There’s PCV13 and PPSV23, both of which are recommended for adults like Ferrigno who are 65 years of age or older. The vaccines are marketed as helping patients avoid infections from various pneumococcal diseases, including meningitis, bloodstream infections, pneumonia, and ear infections.
Both shots are known to carry side effects, though PCV13 is said to cause additional problems in terms of swelling, according to the CDC.
Other reports suggest that Ferrigno may have received the correct vaccine, but that it somehow became contaminated once leaving the package and entering his arm.
Pneumonia vaccines do not reduce risk of death from pneumonia, study reveals
The other problem with pneumonia vaccines is that they don’t exactly work. Research out of Australia found that adults who get vaccinated for pneumonia have the same risk of pneumonia-related death as adults who don’t get vaccinated.
And then there are the many risks associated with pneumonia shots, including infections, respiratory infections, and, yes: pneumonia itself.

▶ GIVEN ENTRIES

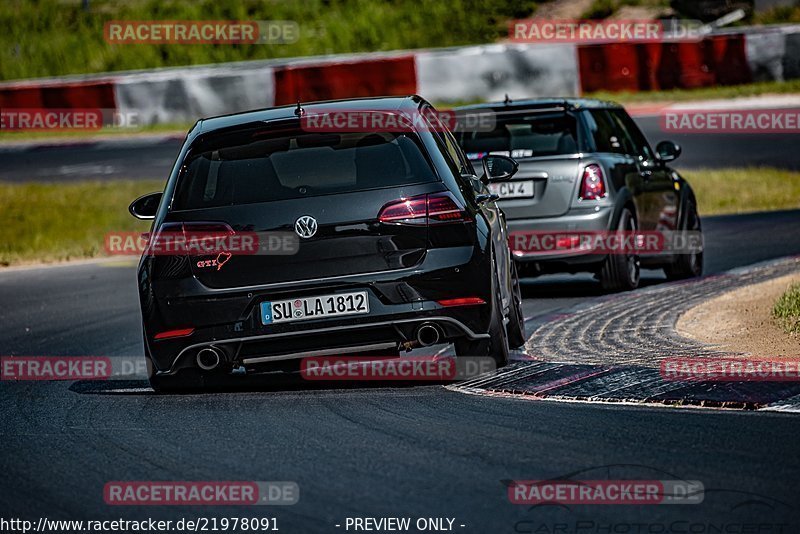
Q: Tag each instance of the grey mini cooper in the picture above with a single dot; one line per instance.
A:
(586, 169)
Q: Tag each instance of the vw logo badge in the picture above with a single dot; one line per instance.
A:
(305, 226)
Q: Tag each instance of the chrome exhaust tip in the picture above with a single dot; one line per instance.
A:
(208, 359)
(427, 335)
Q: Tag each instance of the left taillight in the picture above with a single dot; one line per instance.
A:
(438, 208)
(593, 183)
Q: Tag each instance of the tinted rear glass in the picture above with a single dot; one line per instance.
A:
(524, 136)
(259, 166)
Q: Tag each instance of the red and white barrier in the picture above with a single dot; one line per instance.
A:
(451, 75)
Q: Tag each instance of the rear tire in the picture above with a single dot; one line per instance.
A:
(687, 265)
(496, 347)
(621, 272)
(516, 320)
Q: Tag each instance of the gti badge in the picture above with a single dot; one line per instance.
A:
(222, 259)
(305, 226)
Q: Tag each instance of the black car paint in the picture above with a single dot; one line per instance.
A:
(224, 310)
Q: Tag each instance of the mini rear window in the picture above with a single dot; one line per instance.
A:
(534, 135)
(262, 166)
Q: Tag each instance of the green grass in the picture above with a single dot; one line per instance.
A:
(705, 93)
(60, 37)
(787, 310)
(57, 37)
(725, 191)
(678, 95)
(48, 222)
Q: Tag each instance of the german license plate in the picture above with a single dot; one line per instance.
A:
(283, 311)
(518, 189)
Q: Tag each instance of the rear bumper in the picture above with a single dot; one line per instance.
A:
(229, 320)
(595, 219)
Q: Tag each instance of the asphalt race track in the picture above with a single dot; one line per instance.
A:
(153, 158)
(375, 451)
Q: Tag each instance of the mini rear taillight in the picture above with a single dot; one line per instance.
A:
(593, 184)
(437, 208)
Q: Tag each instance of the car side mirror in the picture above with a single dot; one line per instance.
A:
(668, 151)
(498, 168)
(146, 206)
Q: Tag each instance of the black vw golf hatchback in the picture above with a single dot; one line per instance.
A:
(276, 239)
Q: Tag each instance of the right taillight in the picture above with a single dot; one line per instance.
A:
(437, 208)
(593, 184)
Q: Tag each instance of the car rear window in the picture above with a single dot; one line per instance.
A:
(524, 136)
(260, 166)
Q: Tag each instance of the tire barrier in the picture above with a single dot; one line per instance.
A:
(445, 76)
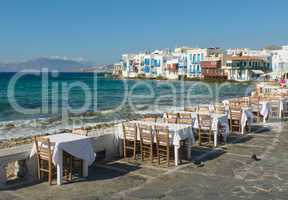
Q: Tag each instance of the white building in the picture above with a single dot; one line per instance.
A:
(279, 61)
(194, 57)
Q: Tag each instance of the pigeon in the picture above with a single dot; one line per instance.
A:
(199, 163)
(254, 157)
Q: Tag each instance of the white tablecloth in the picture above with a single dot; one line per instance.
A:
(265, 109)
(76, 145)
(177, 132)
(217, 119)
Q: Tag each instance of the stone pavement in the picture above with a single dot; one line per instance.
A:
(228, 173)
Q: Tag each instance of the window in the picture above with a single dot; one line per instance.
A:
(198, 57)
(194, 58)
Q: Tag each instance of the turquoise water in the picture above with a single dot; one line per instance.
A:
(119, 99)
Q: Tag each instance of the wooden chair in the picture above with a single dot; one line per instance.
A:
(146, 141)
(129, 139)
(190, 109)
(203, 109)
(235, 120)
(219, 109)
(256, 107)
(80, 131)
(185, 115)
(235, 104)
(163, 145)
(285, 110)
(188, 121)
(274, 109)
(171, 117)
(171, 120)
(244, 102)
(205, 129)
(150, 118)
(75, 164)
(44, 150)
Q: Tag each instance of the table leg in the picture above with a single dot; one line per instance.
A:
(85, 169)
(60, 168)
(176, 154)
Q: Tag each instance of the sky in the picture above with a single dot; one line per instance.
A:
(101, 30)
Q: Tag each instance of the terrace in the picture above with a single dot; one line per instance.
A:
(249, 164)
(228, 173)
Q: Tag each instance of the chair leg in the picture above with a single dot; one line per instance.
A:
(142, 152)
(151, 153)
(168, 156)
(39, 172)
(50, 173)
(200, 139)
(124, 149)
(134, 151)
(70, 167)
(158, 154)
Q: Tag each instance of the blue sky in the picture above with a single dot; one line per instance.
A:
(101, 31)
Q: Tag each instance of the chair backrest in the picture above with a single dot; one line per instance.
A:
(219, 109)
(204, 121)
(44, 147)
(171, 120)
(162, 135)
(285, 106)
(80, 131)
(185, 115)
(254, 100)
(130, 131)
(203, 109)
(190, 109)
(150, 118)
(172, 115)
(146, 134)
(188, 121)
(235, 114)
(244, 102)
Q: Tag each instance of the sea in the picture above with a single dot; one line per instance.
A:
(45, 103)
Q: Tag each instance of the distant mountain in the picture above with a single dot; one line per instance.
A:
(273, 47)
(100, 68)
(52, 63)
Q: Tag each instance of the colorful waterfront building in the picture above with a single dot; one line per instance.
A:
(245, 68)
(212, 68)
(279, 61)
(194, 57)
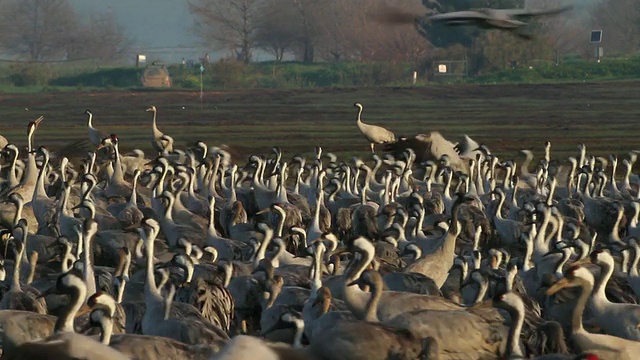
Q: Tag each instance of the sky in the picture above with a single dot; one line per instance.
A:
(159, 29)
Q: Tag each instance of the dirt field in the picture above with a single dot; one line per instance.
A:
(505, 117)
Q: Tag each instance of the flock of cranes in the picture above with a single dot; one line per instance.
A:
(434, 250)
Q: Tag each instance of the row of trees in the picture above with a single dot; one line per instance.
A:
(310, 30)
(328, 30)
(50, 30)
(332, 30)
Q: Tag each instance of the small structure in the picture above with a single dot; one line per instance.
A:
(156, 76)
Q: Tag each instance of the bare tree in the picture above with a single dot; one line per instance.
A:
(620, 23)
(227, 24)
(36, 29)
(350, 32)
(275, 32)
(100, 38)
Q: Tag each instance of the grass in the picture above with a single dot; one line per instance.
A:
(505, 117)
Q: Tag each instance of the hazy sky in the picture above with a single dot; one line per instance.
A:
(157, 27)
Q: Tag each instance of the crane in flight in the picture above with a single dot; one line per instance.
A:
(486, 18)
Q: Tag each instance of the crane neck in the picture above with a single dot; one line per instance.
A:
(133, 200)
(581, 303)
(89, 277)
(40, 190)
(106, 325)
(15, 279)
(118, 176)
(513, 343)
(268, 235)
(78, 292)
(599, 296)
(152, 294)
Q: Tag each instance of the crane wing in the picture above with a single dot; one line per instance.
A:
(533, 13)
(468, 15)
(393, 16)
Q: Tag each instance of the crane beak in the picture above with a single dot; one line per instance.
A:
(559, 285)
(354, 282)
(481, 305)
(38, 121)
(83, 310)
(586, 260)
(49, 291)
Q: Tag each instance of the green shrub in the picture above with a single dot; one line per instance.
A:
(28, 74)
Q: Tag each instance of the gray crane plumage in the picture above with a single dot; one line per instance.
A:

▶ YOUR INSTRUCTIONS
Could you retype the whole pneumonia vaccine passage above, word for word?

▶ SOLUTION FOR THIS PROBLEM
There’s PCV13 and PPSV23, both of which are recommended for adults like Ferrigno who are 65 years of age or older. The vaccines are marketed as helping patients avoid infections from various pneumococcal diseases, including meningitis, bloodstream infections, pneumonia, and ear infections.
Both shots are known to carry side effects, though PCV13 is said to cause additional problems in terms of swelling, according to the CDC.
Other reports suggest that Ferrigno may have received the correct vaccine, but that it somehow became contaminated once leaving the package and entering his arm.
Pneumonia vaccines do not reduce risk of death from pneumonia, study reveals
The other problem with pneumonia vaccines is that they don’t exactly work. Research out of Australia found that adults who get vaccinated for pneumonia have the same risk of pneumonia-related death as adults who don’t get vaccinated.
And then there are the many risks associated with pneumonia shots, including infections, respiratory infections, and, yes: pneumonia itself.